Selection =
*****

Presents Distributed Object System

The Presents Distributed Object System is a framework for distributing information between multiple separate applications (over a network) and for coordinating control flow between those applications in the form of remote procedure call services. The normal configuration of the Presents system is client/server; generally with many clients connecting to a single server. All information transfer takes place through the server using the distributed object system documented below.

A note to the reader: the Presents system is a complex one and though a great deal of code is provided in explaining the services it provides, it is not the intent that one should start from only these examples and build a working system. A better approach is to read through this documentation to come to an understanding of the concepts and mechanisms that define the system and then take a look at some working sample code which is provided in the tests directory of this distribution.

*****

[Dataset rows]
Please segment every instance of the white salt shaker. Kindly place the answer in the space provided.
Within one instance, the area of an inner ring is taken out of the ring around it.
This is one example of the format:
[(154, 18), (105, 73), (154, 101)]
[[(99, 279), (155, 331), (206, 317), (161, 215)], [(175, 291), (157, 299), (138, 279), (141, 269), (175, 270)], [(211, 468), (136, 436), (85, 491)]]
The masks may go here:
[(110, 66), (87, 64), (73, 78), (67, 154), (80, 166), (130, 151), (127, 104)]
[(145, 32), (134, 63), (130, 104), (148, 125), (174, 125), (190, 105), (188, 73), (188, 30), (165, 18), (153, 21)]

*****

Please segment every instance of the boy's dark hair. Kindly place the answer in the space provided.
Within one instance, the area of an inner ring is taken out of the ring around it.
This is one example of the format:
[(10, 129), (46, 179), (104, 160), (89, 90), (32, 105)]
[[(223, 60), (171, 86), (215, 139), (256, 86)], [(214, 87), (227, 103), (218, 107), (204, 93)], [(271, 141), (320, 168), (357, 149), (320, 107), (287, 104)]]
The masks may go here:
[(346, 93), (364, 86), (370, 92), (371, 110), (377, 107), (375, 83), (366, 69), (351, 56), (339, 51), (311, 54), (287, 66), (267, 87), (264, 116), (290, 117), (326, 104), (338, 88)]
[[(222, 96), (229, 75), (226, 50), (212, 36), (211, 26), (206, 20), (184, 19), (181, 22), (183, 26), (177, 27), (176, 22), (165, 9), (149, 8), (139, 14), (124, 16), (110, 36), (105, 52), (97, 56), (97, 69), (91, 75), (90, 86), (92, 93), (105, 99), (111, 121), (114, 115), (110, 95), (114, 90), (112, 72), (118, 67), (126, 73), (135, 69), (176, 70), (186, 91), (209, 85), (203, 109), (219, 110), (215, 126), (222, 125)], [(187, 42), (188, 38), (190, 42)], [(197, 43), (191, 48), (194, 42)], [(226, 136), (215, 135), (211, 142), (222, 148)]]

*****

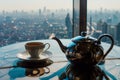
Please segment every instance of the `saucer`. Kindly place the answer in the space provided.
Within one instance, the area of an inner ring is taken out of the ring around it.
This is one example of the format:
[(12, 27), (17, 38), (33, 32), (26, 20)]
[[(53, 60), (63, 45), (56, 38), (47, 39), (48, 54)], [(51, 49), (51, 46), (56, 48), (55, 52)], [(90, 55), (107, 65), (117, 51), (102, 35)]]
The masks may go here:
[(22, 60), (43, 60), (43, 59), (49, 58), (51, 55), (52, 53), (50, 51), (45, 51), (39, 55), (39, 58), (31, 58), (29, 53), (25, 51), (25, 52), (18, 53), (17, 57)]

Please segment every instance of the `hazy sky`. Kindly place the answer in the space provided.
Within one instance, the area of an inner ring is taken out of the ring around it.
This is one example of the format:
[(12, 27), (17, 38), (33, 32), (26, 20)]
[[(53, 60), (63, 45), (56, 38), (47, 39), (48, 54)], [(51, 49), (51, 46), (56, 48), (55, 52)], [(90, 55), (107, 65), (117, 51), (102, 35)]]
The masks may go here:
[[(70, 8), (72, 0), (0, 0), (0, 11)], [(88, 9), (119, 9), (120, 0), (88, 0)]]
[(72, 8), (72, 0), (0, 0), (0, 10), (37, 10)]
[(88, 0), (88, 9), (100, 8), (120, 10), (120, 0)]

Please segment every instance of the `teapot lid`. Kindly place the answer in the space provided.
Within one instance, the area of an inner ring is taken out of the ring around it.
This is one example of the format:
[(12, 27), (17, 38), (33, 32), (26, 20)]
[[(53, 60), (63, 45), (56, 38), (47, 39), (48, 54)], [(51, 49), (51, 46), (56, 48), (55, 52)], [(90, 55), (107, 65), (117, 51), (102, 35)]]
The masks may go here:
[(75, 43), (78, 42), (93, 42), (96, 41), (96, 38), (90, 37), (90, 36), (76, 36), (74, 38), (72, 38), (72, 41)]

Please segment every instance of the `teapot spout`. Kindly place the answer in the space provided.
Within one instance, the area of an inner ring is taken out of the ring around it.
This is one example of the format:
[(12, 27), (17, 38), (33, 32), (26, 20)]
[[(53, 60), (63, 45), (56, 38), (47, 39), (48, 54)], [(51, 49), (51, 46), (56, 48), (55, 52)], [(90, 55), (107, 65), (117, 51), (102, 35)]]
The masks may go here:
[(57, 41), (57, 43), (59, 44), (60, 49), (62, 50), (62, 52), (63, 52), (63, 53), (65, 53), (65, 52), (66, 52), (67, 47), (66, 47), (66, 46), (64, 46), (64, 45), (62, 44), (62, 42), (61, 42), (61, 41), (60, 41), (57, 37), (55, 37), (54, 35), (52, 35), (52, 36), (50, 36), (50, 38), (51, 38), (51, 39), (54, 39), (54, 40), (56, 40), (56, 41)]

*****

Task = Translate this sentence from the Presents overview into Spanish: "The normal configuration of the Presents system is client/server; generally with many clients connecting to a single server." Draw only on the Presents overview, not on the lines.

Solution to this task = La configuración normal del sistema Presents es cliente/servidor; generalmente con muchos clientes que se conectan a un único servidor.